TEXT FOR ANALYSIS |
────

Lament for a Son is an intensely personal tribute by Nicholas Wolterstorff to his 25-yr-old son who died in a climbing accident. It is eloquent and unforgettable as he gives voice to a grief that is both unique and universal: the tortured pain of losing an individual, a child, your child.

We lost our 25-yr-old son to a heroin overdose six years ago on August 2, 2014. Lament for a Son has been one of our go-to books since that time. Wolterstorff expresses the incomprehension and sense of unfairness that, I believe, parents worldwide feel when they lose a child – someone who is supposed to bury you, not the other way around. It doesn’t fit with the cycle of life we expect – it is jarring, unsettling, bewildering, frustrating, disquieting.

In the Preface he relates:

A friend told me he gave a copy of Lament to all of his children. “Why?” I asked. “Because it’s a love song,” he said. That took me aback. But, Yes, it is a love-song. Every lament is a love song. Will love-songs one day no longer be laments?

Yet, while the book expresses the common feelings brought on by sudden unexpected death, what he doesn’t share with those of us who have lost a child to drug/alcohol addiction are the previous long years, sometimes decades, of turmoil, anxiety, fear, and depression that we experience on top of all the normal grief.

And shame.

There is no glory in being the parent of someone who is an addict or alcoholic.

────

REQUIRED ACTION | According to the text about Lament for a Son, how did Wolterstorff's son die? The records that follow the text come from a separate, unrelated source.

[Spatial localization data]
────

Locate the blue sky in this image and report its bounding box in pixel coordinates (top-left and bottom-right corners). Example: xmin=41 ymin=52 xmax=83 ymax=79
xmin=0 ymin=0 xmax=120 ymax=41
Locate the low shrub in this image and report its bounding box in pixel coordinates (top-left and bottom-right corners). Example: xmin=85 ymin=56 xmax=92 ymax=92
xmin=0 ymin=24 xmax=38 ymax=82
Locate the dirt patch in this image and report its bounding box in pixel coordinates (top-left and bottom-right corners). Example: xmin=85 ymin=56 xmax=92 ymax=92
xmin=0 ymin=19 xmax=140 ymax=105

────

EXERCISE OUTPUT | He died in a climbing accident.